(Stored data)
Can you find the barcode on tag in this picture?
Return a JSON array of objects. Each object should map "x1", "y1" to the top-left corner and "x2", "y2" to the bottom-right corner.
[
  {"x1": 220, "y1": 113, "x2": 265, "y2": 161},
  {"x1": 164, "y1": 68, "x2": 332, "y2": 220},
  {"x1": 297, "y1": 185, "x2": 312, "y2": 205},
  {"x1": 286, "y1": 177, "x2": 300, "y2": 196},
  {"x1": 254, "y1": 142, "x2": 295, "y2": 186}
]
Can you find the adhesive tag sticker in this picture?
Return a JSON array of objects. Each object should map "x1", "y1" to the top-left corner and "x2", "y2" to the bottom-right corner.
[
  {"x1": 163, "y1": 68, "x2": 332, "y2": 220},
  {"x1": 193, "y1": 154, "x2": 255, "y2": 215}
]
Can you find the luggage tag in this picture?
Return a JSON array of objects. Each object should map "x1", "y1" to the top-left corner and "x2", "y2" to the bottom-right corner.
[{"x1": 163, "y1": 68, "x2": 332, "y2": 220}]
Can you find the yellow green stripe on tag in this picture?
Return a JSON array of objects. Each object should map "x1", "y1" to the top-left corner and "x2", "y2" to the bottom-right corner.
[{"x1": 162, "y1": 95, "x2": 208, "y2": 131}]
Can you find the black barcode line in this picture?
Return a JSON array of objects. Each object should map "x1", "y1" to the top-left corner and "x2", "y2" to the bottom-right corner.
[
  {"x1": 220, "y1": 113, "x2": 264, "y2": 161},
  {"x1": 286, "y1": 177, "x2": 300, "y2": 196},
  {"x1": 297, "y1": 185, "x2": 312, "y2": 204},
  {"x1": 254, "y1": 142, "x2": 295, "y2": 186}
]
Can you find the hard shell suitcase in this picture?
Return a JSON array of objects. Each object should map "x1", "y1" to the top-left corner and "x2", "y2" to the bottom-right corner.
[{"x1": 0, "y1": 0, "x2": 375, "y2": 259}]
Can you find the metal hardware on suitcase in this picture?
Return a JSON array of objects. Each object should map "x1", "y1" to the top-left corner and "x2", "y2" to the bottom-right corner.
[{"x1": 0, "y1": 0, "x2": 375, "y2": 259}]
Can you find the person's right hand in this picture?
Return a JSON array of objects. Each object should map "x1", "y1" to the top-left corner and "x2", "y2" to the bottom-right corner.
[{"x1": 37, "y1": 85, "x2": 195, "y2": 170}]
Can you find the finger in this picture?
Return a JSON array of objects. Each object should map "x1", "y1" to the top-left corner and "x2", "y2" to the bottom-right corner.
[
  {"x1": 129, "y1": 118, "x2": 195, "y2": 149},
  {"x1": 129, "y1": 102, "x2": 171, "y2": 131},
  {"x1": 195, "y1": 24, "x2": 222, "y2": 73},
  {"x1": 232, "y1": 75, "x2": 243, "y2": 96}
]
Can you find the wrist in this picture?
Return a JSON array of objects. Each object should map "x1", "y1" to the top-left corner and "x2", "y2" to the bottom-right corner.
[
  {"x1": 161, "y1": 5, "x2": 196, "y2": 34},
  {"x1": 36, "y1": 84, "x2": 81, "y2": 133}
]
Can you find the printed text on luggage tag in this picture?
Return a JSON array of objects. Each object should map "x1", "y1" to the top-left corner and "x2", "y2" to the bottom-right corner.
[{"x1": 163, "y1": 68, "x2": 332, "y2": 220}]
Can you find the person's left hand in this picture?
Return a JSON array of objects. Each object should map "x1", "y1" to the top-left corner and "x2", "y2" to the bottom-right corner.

— PROBLEM TO WORK ON —
Update the rows above by replacing each occurrence of "top-left corner" with "upper-left corner" and leaving every other part unchanged.

— SOLUTION TO THE EXERCISE —
Can you find the barcode on tag in this picture?
Return a JSON array of objects. Each object should map "x1", "y1" to the upper-left corner and "x2", "y2" to the bottom-right corner.
[
  {"x1": 220, "y1": 113, "x2": 265, "y2": 161},
  {"x1": 164, "y1": 68, "x2": 332, "y2": 220},
  {"x1": 297, "y1": 185, "x2": 312, "y2": 205},
  {"x1": 286, "y1": 177, "x2": 300, "y2": 196},
  {"x1": 254, "y1": 142, "x2": 295, "y2": 186}
]
Can you find the adhesive tag sticker in this picture?
Return a JSON array of objects. Each object should map "x1", "y1" to the upper-left corner and "x2", "y2" to the bottom-right corner.
[
  {"x1": 163, "y1": 68, "x2": 332, "y2": 220},
  {"x1": 193, "y1": 154, "x2": 255, "y2": 215}
]
Can you find the luggage tag in this picture?
Return a JSON array of objects. Each object should map "x1", "y1" to the upper-left corner and "x2", "y2" to the bottom-right corner.
[{"x1": 163, "y1": 68, "x2": 332, "y2": 220}]
Can you find the yellow green stripe on tag in this picture?
Return a JSON array of objects. Each object should map "x1", "y1" to the upper-left corner and "x2", "y2" to the bottom-right corner.
[{"x1": 162, "y1": 95, "x2": 208, "y2": 131}]
Can you find the black barcode line in this picture?
Return a JSON array of objects. Each object should map "x1", "y1" to the upper-left corner and "x2", "y2" to the bottom-right corner.
[
  {"x1": 220, "y1": 113, "x2": 264, "y2": 161},
  {"x1": 286, "y1": 177, "x2": 300, "y2": 196},
  {"x1": 297, "y1": 185, "x2": 312, "y2": 204},
  {"x1": 254, "y1": 142, "x2": 295, "y2": 186}
]
Can you find the hard shell suitcase in this picture?
Return a JSON array of objects. Each object should map "x1", "y1" to the upper-left corner and "x2", "y2" to the bottom-right corner.
[{"x1": 0, "y1": 0, "x2": 375, "y2": 259}]
Can you find the metal hardware on suitcase in this picture?
Return a JSON array of objects. Each object should map "x1", "y1" to the upper-left corner and "x2", "y2" to the bottom-right corner.
[{"x1": 0, "y1": 0, "x2": 375, "y2": 259}]
Can you find the person's right hand in this picture?
Return a JSON array of objects. Each object should map "x1", "y1" to the upper-left corner and "x2", "y2" to the bottom-right corner.
[{"x1": 37, "y1": 85, "x2": 195, "y2": 170}]
Can you find the finger in this picture?
Return a JSON array of objects. Each object should map "x1", "y1" to the upper-left corner and "x2", "y2" to the bottom-right corner.
[
  {"x1": 129, "y1": 118, "x2": 195, "y2": 149},
  {"x1": 129, "y1": 102, "x2": 171, "y2": 131},
  {"x1": 195, "y1": 24, "x2": 222, "y2": 73},
  {"x1": 232, "y1": 75, "x2": 243, "y2": 96}
]
Can you find the wrist in this picture?
Return a JSON array of objects. Each object should map "x1", "y1" to the upper-left corner and "x2", "y2" to the bottom-right corner.
[
  {"x1": 161, "y1": 5, "x2": 196, "y2": 34},
  {"x1": 36, "y1": 84, "x2": 81, "y2": 133}
]
Can you find the printed text on luggage tag in this picture?
Return a JSON array of objects. Each object should map "x1", "y1" to the upper-left corner and "x2", "y2" to the bottom-right corner.
[{"x1": 163, "y1": 68, "x2": 332, "y2": 220}]
Can you find the person's left hand in this picture?
Return a JSON array of objects. Each object should map "x1", "y1" to the upper-left corner and "x2", "y2" to the bottom-right corner.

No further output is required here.